EXTRACT TO READ:
--- START ---
Guest Blog: Ritz-Carlton Service on a Ritz Cracker Budget

From time to time, we welcome a guest blogger who brings new perspectives on key issues in the worlds of culture, engagement and recognition. Last week, we were delighted to host a webinar featuring Scott Carbonaraaka The Leadership Therapist. Today we follow up with another post from Scott, who is a former award winning crisis counselor and executive chief of staff for a multibillion dollar health insurance company and current CEO of Spiritus Communications. You can find Scott online at leadershiptherapist.com.

The Ritz-Carlton Hotel chain is consistently lauded as the very model of an organization that creates loyal, engaged customers.

I know what you’re thinking:

I can’t provide Ritz-Carlton customer engagement levels on my company’s Ritz cracker budget!

While lack of funds might seem like a good excuse for providing less than stellar service, giving outstanding customer service doesn’t cost more. It just requires that you lead your employees differently. A top-notch service environment is created by world-class leaders who foster a best-in-class employee engagement culture.

Here are 3 no-cost leadership tips to help you generate outstanding customer loyalty and engagement. This is something you accomplish by first engaging your employees–

1. Treat your employees with respect. Sounds like a no-brainer, doesn’t it? Sadly, some leaders offer respect to their employees on a contingency basis instead of making respect an absolute centerpiece of how they lead others.

The Ritz-Carton motto says this:  “We are Ladies and Gentlemen serving Ladies and Gentlemen.” You can’t expect your employees to treat customers like ladies and gentlemen if you treat your employees like deadbeats and dirt-bags. Practice both the Golden Rule (“Treat others like you want to be treated”) as well as the Platinum Rule (“Treat others the way they want to be treated” with each employee. Your employees, whether they sell high-tech servers or low-fat ice cream, crave your respect. Assume that they will treat their customers with the same level of respect that you treat them.

2. Make empowerment a practice, not just a poster. Some companies place posters on the wall claiming “Our employees are our most valuable resource,” but those same companies don’t act in such a way as to empower their most valuable resources.

Do you have policies as well as practices that allow and encourage your employees to go above and beyond for the customers? The Ritz-Carlton does. In fact, every employee has up to $2,000 at their discretion to spend on each guest to resolve a problem or just to provide a legendary customer experience.

Even if your Ritz cracker budget doesn’t allow for your employees to spend money on customers, there are some things that you can empower employees to do. For example, can you allow your customer service reps on the phone to spend a little more time with a caller to make sure that the issue is handled right the first time? Or can you permit your baggers at the grocery store to offer to carry groceries to the car for customers? You can empower your employees to go the “extra mile” for their customers while still setting defined boundaries. Empowerment costs you nothing, but it offers dividends to your employees and ultimately your customers.
--- END ---
(Lines excerpted from a collection)
--- START ---
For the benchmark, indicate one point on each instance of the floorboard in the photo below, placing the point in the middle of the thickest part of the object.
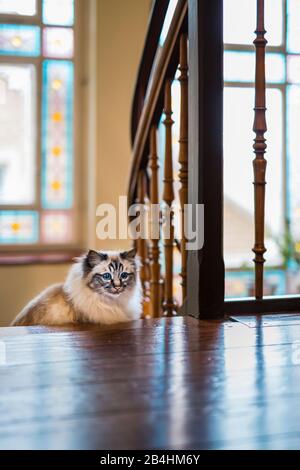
(175, 383)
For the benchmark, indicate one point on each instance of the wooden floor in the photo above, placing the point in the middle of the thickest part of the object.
(172, 383)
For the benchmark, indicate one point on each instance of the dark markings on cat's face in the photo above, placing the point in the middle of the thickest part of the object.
(112, 274)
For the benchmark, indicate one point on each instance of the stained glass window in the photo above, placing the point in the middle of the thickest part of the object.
(36, 122)
(57, 131)
(18, 7)
(58, 42)
(18, 227)
(58, 12)
(57, 227)
(282, 237)
(17, 133)
(17, 40)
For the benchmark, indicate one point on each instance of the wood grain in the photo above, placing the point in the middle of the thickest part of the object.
(160, 383)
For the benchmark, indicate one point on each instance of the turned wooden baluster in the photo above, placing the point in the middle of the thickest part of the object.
(183, 151)
(169, 305)
(155, 279)
(142, 247)
(259, 162)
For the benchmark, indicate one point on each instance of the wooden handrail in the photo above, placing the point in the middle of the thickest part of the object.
(166, 66)
(157, 17)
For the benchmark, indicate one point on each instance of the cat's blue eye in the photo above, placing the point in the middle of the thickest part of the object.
(106, 276)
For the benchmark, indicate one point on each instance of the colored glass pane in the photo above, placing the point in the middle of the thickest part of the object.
(57, 135)
(18, 227)
(18, 7)
(56, 227)
(17, 133)
(58, 12)
(58, 42)
(19, 40)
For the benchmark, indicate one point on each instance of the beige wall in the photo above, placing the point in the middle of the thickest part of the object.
(122, 28)
(116, 32)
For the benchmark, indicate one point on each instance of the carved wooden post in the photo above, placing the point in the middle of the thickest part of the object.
(155, 280)
(169, 305)
(259, 162)
(183, 151)
(142, 247)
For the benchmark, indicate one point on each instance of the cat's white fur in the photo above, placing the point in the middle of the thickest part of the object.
(97, 309)
(75, 302)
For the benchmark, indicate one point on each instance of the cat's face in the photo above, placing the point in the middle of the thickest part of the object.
(110, 274)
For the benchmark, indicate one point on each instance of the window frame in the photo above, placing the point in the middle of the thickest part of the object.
(57, 251)
(282, 87)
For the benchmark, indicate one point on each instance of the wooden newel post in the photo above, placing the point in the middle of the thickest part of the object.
(183, 151)
(142, 247)
(155, 279)
(259, 162)
(169, 305)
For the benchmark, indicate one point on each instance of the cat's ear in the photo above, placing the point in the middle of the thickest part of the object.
(130, 255)
(95, 257)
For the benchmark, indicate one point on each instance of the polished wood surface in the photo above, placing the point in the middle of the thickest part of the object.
(168, 383)
(259, 162)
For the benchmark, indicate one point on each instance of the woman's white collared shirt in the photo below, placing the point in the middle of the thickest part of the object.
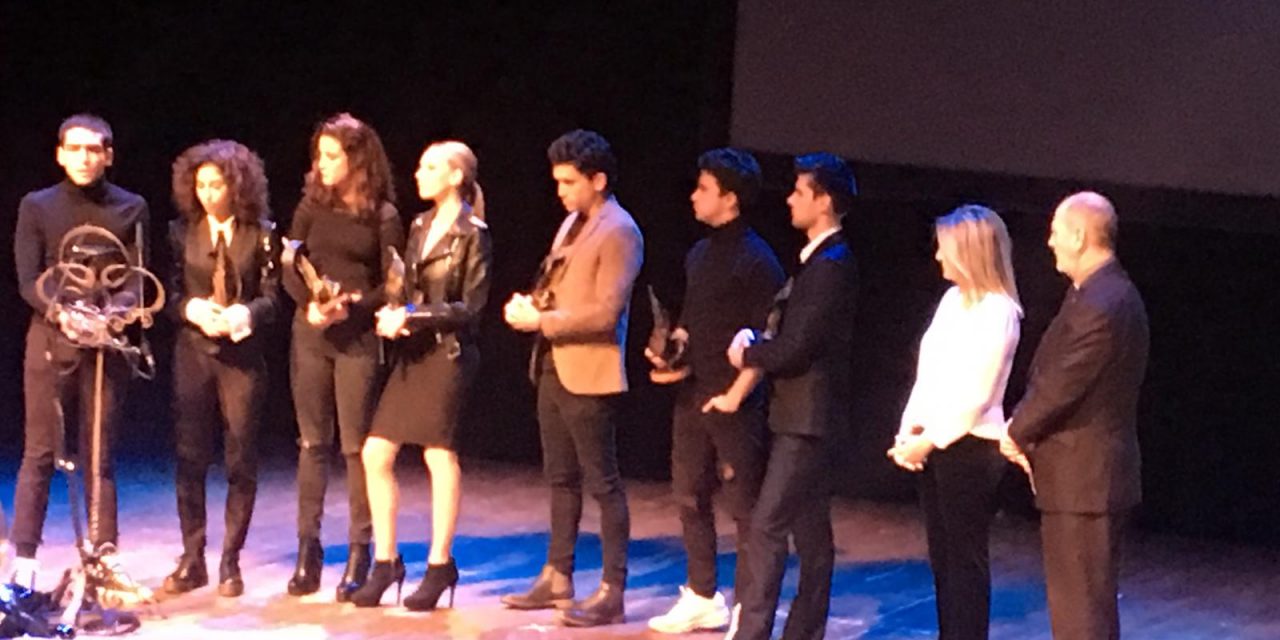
(964, 364)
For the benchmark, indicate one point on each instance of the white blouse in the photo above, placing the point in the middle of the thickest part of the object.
(960, 380)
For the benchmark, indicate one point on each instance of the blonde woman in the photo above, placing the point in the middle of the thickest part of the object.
(954, 420)
(435, 359)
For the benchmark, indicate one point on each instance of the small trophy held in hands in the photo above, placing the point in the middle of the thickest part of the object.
(396, 286)
(662, 344)
(324, 292)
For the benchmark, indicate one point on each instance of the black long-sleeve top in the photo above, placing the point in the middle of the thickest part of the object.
(46, 215)
(350, 250)
(731, 278)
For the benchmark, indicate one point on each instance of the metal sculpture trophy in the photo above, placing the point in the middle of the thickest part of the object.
(96, 292)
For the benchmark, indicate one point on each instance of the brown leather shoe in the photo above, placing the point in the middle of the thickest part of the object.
(603, 607)
(551, 590)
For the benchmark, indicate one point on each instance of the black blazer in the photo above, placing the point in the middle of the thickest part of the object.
(449, 286)
(254, 254)
(1078, 421)
(807, 357)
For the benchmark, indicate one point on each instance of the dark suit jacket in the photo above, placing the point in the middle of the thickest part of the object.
(1078, 421)
(254, 255)
(807, 357)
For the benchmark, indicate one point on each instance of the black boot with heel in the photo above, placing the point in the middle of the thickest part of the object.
(359, 557)
(438, 579)
(306, 575)
(384, 575)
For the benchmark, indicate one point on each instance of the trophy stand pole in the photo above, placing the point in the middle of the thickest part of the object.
(95, 467)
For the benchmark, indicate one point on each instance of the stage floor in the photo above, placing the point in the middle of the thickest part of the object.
(1173, 589)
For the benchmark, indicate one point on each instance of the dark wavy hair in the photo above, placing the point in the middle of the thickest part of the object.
(589, 152)
(241, 168)
(87, 122)
(830, 176)
(369, 170)
(735, 170)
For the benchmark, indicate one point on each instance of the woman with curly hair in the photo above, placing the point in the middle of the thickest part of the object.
(223, 288)
(434, 337)
(343, 225)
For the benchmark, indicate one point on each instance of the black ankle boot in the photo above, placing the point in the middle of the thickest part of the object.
--- END ---
REQUIRED ACTION A: Using the introduction to the guest blog on Ritz-Carlton service, list each position Scott Carbonara has held or holds, and mark each as former or current.
REQUIRED ACTION B: Carry on the guest blog on Ritz-Carlton service, starting right after its last sentence.

EXERCISE ANSWER A:
- Award-winning crisis counselor (former)
- Executive chief of staff for a multibillion dollar health insurance company (former)
- CEO of Spiritus Communications (current)

EXERCISE ANSWER B:
3. Encourage employees to work from their strengths. While I don’t often travel internationally for work, I do make it a point to hit one international establishment on a regular basis: the International House of Pancakes (aka, IHOP). It was at IHOP where I met a waitress named Cindy Lou. She was a HOOT! She came to the table, announced her name, poured coffee, and said, “If you tell me what you like to eat, I can recommend the best value. I hate to see people spend too much money and not even end up getting what they like.” I loved her authenticity.

Can you picture the potential horror on the face of President IHOP if he or she heard a comment like that coming from the wait staff?! Well, I hope that President IHOP would have given Cindy Lou a pat on the back instead of a reprimand. As a result of Cindy’s personality and approach, my bill probably ended up higher, not lower. But she was true to her word: the food that came out was 100% what I wanted. Cindy’s personality was her differentiator. In the course of my meal, she called me “hon”, slapped my arm a few times, and came by just to say, “I wish all of my customer were like you.”

And for my part as a customer and a consultant, I wish more customer service leaders would let their Cindy Lou’s be Cindy Lou’s. The way Cindy Lou provided service didn’t make the food taste any better, but by her using her strengths to engage me, she made the experience memorable instead of forgettable.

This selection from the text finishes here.